[Labeled-object pointing entries]
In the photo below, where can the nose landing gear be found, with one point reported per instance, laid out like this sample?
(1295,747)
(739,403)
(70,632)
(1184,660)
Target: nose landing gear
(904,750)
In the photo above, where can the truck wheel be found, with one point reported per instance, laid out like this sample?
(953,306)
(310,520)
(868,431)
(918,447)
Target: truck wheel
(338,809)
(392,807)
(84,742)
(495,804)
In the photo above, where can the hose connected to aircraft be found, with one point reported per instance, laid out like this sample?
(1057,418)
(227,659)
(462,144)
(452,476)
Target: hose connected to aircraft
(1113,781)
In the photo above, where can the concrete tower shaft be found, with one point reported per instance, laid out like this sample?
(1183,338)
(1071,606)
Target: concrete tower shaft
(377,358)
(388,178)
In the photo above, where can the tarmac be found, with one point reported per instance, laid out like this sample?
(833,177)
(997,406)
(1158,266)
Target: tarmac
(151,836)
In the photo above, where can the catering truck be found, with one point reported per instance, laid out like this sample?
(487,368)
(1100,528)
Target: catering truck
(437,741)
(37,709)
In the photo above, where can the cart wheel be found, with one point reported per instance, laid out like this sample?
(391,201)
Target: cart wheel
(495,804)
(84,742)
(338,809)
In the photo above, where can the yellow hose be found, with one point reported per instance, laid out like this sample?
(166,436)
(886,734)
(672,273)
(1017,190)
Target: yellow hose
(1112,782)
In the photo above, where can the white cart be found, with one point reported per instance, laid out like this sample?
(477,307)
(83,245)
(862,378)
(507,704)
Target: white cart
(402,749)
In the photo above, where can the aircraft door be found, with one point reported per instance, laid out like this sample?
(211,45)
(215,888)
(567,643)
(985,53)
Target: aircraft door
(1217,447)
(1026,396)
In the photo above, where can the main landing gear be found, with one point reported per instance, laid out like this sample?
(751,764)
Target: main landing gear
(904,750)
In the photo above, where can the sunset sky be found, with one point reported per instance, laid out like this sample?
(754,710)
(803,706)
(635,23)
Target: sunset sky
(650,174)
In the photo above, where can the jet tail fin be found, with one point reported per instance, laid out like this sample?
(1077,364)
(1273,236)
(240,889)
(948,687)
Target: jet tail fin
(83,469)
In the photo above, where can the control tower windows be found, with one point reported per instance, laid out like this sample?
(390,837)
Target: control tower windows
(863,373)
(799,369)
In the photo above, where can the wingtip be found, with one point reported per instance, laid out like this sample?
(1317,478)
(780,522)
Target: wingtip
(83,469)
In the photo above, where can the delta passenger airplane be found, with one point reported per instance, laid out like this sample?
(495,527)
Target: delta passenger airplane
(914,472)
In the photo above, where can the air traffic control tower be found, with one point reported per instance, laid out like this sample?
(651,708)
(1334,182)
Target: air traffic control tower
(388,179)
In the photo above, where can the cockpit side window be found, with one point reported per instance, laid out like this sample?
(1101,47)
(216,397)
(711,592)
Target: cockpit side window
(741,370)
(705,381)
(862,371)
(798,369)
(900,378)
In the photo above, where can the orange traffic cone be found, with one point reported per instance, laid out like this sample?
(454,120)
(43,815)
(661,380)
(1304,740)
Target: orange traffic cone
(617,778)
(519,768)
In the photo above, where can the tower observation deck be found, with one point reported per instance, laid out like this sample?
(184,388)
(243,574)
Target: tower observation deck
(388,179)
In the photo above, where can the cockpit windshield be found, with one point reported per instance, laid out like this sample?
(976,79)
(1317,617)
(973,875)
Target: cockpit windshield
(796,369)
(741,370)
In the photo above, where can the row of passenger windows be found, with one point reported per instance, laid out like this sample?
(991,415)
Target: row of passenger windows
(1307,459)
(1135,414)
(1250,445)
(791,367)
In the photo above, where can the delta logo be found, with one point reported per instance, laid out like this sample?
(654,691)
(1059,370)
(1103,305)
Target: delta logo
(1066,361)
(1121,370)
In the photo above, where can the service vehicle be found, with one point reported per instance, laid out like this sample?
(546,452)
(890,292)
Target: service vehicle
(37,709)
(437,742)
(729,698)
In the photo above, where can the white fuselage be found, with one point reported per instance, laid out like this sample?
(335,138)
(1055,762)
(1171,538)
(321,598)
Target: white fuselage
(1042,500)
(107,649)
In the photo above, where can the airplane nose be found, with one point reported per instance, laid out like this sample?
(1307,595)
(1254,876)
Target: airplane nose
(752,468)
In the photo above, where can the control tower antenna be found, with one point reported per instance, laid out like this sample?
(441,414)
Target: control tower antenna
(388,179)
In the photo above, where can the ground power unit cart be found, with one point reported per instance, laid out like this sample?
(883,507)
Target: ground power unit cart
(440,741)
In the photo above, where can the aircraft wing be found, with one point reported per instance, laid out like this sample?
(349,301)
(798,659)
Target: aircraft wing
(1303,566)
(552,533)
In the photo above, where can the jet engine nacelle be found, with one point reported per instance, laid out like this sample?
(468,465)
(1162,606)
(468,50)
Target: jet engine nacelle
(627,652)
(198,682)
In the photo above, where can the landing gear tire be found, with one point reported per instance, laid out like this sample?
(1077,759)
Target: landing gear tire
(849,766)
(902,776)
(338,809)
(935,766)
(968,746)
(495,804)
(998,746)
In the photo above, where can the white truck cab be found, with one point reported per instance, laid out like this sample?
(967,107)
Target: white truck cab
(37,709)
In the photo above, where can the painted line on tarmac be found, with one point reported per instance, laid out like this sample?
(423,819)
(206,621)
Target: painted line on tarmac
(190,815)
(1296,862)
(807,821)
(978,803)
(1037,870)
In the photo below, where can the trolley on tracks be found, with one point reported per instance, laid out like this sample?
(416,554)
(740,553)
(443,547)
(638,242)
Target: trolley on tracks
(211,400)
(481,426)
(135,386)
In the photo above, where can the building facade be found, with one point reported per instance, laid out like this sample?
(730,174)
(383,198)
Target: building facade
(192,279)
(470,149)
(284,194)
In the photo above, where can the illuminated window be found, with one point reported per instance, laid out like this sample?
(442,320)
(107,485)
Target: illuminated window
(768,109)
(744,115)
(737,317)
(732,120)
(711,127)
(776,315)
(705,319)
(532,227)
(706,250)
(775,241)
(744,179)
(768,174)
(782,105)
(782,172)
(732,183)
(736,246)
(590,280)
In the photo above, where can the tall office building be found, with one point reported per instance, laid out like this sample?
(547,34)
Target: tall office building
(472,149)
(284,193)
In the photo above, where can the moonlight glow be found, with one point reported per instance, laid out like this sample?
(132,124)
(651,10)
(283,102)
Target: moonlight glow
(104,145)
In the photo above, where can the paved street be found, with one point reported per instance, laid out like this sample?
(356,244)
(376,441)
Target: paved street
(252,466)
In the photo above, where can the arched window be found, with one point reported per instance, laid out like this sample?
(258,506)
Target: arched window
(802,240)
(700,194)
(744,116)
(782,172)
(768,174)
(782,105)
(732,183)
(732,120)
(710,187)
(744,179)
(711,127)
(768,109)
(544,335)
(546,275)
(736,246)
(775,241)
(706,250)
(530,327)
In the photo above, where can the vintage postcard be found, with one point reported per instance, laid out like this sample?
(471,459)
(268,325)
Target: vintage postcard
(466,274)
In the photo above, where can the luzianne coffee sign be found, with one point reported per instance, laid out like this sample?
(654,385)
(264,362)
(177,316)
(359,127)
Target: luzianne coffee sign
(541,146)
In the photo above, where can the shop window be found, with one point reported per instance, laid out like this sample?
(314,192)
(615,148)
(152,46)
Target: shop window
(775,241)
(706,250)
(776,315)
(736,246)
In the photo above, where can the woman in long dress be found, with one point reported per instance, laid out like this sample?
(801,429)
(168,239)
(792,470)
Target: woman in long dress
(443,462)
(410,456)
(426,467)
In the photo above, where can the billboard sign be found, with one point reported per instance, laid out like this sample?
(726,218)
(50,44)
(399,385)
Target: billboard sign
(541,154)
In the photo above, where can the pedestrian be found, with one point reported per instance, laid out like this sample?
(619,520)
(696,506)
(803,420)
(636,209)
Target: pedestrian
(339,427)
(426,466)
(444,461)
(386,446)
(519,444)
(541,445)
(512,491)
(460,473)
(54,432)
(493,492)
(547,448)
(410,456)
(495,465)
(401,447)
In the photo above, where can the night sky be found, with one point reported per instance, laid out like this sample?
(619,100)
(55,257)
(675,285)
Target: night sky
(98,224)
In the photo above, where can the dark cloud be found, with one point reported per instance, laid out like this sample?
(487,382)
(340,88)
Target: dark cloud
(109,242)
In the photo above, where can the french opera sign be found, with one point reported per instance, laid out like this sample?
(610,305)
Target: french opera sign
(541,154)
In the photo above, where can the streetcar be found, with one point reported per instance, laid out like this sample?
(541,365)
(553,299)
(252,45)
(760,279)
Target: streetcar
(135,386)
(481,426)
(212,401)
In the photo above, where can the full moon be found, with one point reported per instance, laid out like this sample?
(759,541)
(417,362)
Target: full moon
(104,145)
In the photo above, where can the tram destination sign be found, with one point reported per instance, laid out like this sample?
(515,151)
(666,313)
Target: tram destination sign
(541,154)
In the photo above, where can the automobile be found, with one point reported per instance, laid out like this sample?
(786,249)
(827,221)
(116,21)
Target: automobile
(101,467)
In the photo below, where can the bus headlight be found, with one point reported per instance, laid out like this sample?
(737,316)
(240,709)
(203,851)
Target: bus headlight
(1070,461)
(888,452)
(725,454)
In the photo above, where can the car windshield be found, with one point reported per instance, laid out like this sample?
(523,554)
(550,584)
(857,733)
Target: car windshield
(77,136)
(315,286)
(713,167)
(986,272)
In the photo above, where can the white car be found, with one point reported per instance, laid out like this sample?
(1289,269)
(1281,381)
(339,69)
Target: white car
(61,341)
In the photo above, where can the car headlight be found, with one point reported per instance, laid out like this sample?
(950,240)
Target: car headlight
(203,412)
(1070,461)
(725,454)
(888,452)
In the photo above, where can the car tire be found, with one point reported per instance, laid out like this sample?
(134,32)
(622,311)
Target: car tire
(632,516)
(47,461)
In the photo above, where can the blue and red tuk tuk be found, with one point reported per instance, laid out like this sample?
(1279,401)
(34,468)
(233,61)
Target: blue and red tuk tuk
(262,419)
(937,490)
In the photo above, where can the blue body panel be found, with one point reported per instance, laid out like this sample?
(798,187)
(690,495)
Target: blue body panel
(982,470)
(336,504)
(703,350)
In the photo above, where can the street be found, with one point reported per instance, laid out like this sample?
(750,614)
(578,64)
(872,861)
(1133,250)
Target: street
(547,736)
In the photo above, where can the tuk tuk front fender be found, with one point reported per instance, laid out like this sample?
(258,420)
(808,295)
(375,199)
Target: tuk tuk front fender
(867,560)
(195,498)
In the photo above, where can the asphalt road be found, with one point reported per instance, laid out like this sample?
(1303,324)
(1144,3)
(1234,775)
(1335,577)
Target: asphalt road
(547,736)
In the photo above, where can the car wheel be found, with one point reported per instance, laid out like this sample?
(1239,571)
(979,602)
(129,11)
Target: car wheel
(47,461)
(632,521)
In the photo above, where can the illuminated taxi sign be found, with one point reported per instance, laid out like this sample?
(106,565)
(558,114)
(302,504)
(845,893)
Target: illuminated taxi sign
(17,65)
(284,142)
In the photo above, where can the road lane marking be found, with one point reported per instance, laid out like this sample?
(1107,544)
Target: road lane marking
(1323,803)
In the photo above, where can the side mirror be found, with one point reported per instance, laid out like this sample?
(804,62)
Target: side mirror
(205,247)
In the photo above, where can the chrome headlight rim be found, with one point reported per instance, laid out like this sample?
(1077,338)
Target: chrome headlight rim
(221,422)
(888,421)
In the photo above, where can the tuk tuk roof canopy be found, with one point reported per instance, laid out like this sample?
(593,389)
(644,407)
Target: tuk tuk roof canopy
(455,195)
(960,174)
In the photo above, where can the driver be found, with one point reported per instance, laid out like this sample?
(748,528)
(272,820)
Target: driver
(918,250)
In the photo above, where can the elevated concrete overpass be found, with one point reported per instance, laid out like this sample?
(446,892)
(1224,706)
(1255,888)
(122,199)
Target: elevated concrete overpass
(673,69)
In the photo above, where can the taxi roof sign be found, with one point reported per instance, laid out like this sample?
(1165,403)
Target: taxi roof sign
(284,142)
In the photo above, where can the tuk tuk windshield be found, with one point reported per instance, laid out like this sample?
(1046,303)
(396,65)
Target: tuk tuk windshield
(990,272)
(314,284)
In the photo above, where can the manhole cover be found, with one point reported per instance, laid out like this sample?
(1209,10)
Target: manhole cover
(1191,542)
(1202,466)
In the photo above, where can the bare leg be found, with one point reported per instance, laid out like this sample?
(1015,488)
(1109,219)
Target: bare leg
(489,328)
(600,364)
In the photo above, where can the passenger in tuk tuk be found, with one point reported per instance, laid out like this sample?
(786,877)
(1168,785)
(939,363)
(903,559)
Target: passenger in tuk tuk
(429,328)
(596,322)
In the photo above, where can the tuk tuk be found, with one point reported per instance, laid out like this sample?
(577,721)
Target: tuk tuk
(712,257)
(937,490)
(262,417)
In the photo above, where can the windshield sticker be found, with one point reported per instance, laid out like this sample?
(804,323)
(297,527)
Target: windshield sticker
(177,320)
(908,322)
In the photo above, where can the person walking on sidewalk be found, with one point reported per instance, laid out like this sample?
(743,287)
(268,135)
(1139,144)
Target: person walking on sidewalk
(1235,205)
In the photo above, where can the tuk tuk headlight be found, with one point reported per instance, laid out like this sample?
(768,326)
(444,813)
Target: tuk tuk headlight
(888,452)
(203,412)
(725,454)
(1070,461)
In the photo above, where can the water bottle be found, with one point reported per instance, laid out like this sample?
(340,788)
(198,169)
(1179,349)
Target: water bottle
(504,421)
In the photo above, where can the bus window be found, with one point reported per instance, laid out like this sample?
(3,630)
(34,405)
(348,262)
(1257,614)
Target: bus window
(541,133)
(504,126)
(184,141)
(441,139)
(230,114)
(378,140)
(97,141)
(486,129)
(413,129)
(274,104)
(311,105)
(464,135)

## WHAT YOU ARE ASKED TO DO
Output exactly the lines above, from the one holding "In the photo above, where can the taxi" through the end of the data, including the first and last.

## CORRECT RESPONSE
In the photo above, where can the taxi roof sign be found, with one point reported per instance, laid out like this sample?
(1165,403)
Target: taxi roof sign
(284,142)
In the photo above, where can the tuk tuk windshield be found, with one point reported per instance, laid out like this sample?
(1046,303)
(396,65)
Target: tuk tuk windshield
(990,272)
(314,284)
In the photo above, where can the manhole cover be found, with one point reported per instance, laid out like this sample?
(1209,10)
Target: manhole cover
(1191,542)
(1202,466)
In the photo above, where can the bare leg be found, with one point reported per instance, laid out like this sample?
(1015,488)
(1109,219)
Target: bare leg
(489,328)
(600,364)
In the photo above, where can the passenger in tuk tuk be found, with one point reported per instance, laid out like this sample?
(786,877)
(1168,785)
(939,363)
(903,559)
Target: passenger in tuk tuk
(429,328)
(596,322)
In the photo above, where can the tuk tuk be found, with one point reported per instance, laid out like this sample?
(577,721)
Target: tuk tuk
(712,257)
(937,490)
(262,417)
In the photo above, where can the windshield sticker be found, with one point reported per instance, laid out like this sample?
(804,323)
(297,527)
Target: windshield sticker
(177,320)
(908,322)
In the photo above, where can the person walking on sidewalk be found, with one point reported per instance, laid out like this sample?
(743,287)
(268,135)
(1139,144)
Target: person walking on sidewalk
(1235,205)
In the photo above, where can the tuk tuk headlight be found, with one point reported per instance, laid out like this sample?
(768,326)
(444,813)
Target: tuk tuk headlight
(888,452)
(203,412)
(725,454)
(1070,461)
In the photo above, where can the water bottle be found, with one point reported per instance, laid out like this sample?
(340,788)
(198,169)
(1179,349)
Target: water bottle
(504,421)
In the photo above, where can the bus window be found, with one point reported per instance, laid out like this sample?
(3,630)
(34,405)
(348,262)
(1257,614)
Target: bus window
(541,133)
(504,126)
(184,141)
(441,139)
(230,114)
(378,140)
(97,141)
(486,129)
(413,129)
(274,104)
(311,105)
(464,135)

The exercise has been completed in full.